# Coco fiber brick?



## garon (Jan 7, 2013)

I am going out for all new substrate ect. I have been told on hear my substrate is not very good so is it coco fiber brick I need for my russian? Reply soon please as I need to get there b for it closes thanks


----------



## GBtortoises (Jan 7, 2013)

Coco fiber (coconut coir) works well to help retain some moisture but it should really be mixed with some other soil based substrate material. By itself it will dry out rapidly and become dusty under heat and light.


----------



## garon (Jan 7, 2013)

Well am going to pets at home could you give me some more eg of substrate so I can see if I can get that from there? Thanks


----------



## Svetlana'smom (Jan 7, 2013)

I have dedicated 1/2 of the enclosure to the coco fiber and the other half is the reptile mulch - I put in the coco fiber yesterday for the first time and she wondered the enclosure and then dug down deep and poked her head up at me like "thanks, Mom" - I also sterlized some rocks and slate for the enclosure


----------



## garon (Jan 7, 2013)

### EXERCISE GOAL
In the coco fiber thread, what happens to coco fiber used by itself?

### EXTRACTED INFORMATION
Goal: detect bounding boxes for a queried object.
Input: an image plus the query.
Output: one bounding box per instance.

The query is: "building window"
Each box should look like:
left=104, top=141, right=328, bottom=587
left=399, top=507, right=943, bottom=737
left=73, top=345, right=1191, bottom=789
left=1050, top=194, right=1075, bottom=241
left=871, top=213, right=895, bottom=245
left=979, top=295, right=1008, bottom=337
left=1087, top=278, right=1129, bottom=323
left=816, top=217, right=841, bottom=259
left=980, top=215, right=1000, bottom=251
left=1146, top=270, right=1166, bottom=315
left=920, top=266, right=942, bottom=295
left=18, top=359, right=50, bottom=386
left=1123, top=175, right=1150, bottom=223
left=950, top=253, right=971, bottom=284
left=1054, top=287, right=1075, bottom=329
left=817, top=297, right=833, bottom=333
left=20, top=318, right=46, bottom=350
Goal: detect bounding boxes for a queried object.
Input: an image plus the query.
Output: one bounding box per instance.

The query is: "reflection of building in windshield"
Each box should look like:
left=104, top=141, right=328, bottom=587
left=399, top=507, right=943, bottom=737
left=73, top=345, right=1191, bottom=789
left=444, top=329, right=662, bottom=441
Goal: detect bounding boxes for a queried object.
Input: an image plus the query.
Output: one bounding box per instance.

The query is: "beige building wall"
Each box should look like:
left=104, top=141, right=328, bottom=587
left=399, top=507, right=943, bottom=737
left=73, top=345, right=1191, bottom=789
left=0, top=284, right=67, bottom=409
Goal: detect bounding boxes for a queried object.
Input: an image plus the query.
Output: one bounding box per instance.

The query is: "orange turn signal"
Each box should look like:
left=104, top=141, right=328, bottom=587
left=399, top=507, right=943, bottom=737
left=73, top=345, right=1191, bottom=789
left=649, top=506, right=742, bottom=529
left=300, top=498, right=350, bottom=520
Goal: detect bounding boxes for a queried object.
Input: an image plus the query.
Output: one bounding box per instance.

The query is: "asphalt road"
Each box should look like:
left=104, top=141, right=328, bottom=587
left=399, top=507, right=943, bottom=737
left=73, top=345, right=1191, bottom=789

### THE COMPLETED TASK
It dries out rapidly and becomes dusty under heat and light.